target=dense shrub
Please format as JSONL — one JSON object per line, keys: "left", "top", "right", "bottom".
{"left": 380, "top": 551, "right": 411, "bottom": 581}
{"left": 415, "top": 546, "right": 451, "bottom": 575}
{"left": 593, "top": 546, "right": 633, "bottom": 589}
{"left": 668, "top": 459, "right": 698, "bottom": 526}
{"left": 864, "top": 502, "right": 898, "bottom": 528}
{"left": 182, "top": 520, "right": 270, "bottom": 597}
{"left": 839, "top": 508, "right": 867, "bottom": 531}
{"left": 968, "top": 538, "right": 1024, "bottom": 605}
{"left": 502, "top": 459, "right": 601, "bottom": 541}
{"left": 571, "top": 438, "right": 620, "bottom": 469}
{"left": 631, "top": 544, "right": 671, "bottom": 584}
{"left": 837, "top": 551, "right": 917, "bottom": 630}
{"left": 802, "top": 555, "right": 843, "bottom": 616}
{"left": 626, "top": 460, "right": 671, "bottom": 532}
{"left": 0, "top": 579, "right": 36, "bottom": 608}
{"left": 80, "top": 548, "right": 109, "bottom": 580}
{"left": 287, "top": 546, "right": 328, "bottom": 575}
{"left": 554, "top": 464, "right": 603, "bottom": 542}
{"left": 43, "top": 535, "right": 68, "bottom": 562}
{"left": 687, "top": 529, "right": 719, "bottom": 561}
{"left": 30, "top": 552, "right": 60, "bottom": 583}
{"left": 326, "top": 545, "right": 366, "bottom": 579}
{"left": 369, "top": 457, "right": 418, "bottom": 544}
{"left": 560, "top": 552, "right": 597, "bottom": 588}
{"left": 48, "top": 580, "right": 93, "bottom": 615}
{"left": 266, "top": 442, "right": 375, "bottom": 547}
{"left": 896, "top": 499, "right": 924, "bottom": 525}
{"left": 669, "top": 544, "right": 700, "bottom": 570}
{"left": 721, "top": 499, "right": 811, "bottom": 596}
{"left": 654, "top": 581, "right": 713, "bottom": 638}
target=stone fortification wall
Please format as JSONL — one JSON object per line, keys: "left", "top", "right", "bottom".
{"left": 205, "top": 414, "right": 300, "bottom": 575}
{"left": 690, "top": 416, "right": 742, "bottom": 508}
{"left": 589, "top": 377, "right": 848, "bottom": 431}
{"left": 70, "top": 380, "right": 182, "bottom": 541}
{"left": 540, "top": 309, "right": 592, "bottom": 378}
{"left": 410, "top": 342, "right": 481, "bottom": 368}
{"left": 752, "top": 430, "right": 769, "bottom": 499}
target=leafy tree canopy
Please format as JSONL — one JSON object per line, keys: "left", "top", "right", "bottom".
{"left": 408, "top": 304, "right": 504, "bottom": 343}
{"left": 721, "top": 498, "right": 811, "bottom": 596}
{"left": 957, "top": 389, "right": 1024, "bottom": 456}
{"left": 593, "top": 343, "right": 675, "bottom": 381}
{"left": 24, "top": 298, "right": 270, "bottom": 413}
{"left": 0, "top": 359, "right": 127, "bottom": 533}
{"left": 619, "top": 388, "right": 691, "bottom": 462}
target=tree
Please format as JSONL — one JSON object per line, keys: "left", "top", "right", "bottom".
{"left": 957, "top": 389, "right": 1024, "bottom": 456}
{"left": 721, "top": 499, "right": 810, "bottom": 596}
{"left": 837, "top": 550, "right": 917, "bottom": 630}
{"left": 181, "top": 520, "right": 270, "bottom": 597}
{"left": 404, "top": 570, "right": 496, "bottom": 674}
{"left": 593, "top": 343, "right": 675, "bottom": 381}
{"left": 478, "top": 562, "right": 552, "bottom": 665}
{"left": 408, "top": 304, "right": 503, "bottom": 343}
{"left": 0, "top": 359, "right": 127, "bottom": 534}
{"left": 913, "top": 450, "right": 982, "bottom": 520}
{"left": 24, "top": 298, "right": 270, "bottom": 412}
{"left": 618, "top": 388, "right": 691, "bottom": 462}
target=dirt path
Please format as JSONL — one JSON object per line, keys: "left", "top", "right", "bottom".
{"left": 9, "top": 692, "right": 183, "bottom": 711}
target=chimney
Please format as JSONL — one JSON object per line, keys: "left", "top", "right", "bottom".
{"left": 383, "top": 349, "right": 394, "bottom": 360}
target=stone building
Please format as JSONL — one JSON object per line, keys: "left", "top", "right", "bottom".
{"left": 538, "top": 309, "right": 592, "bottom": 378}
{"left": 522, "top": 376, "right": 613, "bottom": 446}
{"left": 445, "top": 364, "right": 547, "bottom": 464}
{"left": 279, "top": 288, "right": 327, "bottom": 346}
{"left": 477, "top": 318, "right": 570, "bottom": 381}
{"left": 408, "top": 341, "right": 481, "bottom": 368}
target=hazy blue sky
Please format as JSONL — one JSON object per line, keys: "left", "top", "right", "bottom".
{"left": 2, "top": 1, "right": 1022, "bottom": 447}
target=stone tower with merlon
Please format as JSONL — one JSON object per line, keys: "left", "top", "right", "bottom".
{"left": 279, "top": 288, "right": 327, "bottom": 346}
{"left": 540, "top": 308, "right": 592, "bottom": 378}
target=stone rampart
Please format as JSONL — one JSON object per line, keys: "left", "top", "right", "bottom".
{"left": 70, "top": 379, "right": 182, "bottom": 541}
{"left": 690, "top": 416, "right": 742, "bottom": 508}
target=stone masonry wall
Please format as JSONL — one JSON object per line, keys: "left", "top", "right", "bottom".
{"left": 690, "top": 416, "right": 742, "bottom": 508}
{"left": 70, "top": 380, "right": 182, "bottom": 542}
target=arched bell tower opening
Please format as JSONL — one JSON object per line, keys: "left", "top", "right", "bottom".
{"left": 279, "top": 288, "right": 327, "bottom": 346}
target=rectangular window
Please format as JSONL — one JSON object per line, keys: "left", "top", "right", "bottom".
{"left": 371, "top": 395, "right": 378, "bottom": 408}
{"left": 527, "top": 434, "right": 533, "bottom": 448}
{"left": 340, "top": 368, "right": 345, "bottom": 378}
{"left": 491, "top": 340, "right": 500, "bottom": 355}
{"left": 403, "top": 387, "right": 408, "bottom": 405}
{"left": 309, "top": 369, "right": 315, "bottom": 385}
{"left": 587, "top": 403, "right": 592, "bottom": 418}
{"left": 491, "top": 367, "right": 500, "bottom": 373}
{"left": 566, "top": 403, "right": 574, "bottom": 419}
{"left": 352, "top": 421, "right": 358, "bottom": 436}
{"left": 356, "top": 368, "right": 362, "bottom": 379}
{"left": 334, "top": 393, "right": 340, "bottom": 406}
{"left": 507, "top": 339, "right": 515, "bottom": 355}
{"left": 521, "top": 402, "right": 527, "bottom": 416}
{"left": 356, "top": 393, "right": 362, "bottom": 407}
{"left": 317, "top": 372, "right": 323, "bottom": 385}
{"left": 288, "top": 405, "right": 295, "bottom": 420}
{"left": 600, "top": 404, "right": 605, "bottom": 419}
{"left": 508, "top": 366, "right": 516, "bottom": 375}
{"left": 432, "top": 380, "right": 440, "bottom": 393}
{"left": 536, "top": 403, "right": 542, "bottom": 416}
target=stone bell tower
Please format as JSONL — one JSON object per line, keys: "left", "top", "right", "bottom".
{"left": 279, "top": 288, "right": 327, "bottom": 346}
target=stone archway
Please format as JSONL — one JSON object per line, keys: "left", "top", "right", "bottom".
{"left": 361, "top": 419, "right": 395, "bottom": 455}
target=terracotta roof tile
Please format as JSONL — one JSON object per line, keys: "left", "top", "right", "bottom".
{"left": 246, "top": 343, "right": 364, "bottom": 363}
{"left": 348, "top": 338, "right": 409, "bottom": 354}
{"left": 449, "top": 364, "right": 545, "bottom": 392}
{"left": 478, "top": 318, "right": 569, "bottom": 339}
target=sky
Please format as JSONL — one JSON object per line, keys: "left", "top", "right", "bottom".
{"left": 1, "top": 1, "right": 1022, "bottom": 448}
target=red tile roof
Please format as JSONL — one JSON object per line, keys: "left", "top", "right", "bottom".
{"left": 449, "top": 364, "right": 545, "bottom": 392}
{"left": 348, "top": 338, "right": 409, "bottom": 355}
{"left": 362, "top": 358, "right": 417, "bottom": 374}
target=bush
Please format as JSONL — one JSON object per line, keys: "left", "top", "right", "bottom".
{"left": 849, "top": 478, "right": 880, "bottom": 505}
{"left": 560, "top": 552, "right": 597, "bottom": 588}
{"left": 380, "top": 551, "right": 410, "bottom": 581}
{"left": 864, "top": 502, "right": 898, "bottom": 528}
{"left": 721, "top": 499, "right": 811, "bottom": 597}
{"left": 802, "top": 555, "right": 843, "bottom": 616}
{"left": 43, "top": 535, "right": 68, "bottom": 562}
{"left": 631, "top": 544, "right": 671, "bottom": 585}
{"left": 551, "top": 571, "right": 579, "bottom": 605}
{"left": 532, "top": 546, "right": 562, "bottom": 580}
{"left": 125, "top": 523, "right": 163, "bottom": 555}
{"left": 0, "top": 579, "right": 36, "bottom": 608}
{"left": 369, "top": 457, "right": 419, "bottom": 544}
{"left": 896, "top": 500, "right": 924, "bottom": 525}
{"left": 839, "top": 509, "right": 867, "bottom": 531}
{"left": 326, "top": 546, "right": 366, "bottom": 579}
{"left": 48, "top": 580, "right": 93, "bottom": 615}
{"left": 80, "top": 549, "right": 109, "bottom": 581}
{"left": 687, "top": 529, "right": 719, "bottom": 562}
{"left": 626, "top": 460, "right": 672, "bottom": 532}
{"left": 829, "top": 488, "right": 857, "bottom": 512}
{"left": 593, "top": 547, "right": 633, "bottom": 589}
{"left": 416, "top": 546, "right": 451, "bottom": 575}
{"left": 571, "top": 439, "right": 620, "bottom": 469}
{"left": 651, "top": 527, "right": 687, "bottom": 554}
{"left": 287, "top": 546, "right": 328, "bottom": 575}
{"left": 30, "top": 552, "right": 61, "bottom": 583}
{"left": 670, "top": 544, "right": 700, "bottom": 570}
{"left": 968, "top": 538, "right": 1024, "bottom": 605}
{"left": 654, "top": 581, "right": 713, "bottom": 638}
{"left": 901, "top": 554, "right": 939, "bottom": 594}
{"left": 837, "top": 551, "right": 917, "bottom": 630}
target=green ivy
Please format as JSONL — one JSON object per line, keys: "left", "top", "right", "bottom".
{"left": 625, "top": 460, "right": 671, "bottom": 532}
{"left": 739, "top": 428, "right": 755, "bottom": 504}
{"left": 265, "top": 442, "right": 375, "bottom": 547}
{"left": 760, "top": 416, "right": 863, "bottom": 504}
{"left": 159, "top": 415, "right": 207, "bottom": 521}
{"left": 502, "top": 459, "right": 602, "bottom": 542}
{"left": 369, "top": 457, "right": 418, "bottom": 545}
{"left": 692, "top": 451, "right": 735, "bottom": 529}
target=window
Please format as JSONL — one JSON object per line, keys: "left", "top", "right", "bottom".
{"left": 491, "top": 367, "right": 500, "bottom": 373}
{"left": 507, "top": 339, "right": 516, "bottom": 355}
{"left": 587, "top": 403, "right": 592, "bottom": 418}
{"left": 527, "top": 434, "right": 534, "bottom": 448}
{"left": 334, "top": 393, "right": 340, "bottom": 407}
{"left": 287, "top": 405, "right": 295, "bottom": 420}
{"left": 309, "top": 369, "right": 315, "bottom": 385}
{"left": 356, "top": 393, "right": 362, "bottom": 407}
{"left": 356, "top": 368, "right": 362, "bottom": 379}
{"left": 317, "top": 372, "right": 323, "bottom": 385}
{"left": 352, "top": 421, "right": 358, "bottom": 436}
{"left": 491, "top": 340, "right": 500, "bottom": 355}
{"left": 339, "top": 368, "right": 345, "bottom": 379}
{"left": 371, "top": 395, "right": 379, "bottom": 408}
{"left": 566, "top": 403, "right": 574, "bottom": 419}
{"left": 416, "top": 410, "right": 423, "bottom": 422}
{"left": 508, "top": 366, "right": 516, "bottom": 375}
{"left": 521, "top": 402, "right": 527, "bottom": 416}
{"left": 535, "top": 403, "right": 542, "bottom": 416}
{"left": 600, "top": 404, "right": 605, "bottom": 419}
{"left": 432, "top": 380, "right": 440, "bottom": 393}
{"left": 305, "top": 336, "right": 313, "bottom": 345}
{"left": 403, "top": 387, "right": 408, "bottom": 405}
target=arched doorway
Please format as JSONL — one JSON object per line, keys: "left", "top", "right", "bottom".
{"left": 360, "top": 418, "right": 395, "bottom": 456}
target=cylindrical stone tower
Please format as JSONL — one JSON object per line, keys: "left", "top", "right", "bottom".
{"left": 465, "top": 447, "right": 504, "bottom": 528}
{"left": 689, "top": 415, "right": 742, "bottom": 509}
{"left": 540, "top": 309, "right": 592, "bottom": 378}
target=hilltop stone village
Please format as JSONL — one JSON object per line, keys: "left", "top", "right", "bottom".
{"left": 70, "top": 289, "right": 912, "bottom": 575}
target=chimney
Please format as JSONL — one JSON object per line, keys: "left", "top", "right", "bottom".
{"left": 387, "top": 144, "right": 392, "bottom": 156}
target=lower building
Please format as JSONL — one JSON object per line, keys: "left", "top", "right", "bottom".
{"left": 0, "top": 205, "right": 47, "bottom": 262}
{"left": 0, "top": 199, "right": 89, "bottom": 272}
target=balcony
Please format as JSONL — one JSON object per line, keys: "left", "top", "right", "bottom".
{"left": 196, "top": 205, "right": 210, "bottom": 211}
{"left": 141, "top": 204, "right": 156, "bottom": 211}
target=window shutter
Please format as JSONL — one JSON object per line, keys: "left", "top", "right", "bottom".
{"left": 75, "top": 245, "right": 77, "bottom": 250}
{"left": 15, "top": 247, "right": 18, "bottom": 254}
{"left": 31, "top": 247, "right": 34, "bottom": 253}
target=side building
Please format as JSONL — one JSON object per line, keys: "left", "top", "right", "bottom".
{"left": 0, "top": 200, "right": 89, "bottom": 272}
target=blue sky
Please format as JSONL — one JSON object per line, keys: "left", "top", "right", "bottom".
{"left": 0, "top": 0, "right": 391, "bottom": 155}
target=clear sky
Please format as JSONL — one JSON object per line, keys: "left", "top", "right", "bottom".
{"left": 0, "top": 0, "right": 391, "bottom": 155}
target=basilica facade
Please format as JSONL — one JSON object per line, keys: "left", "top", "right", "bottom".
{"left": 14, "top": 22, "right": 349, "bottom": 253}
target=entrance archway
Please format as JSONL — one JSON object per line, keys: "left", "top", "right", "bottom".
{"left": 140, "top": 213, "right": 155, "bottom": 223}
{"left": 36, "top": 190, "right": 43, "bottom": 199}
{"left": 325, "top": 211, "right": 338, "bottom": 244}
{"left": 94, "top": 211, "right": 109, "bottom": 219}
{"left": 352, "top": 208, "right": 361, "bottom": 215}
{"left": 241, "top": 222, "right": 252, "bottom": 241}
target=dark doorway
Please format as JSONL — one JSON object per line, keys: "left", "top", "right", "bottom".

▸ EXERCISE REQUIREMENTS
Track down all lines above with the string "arched" and copy them.

▸ RESPONSE FOR THIS EXERCISE
target=arched bell tower opening
target=arched doorway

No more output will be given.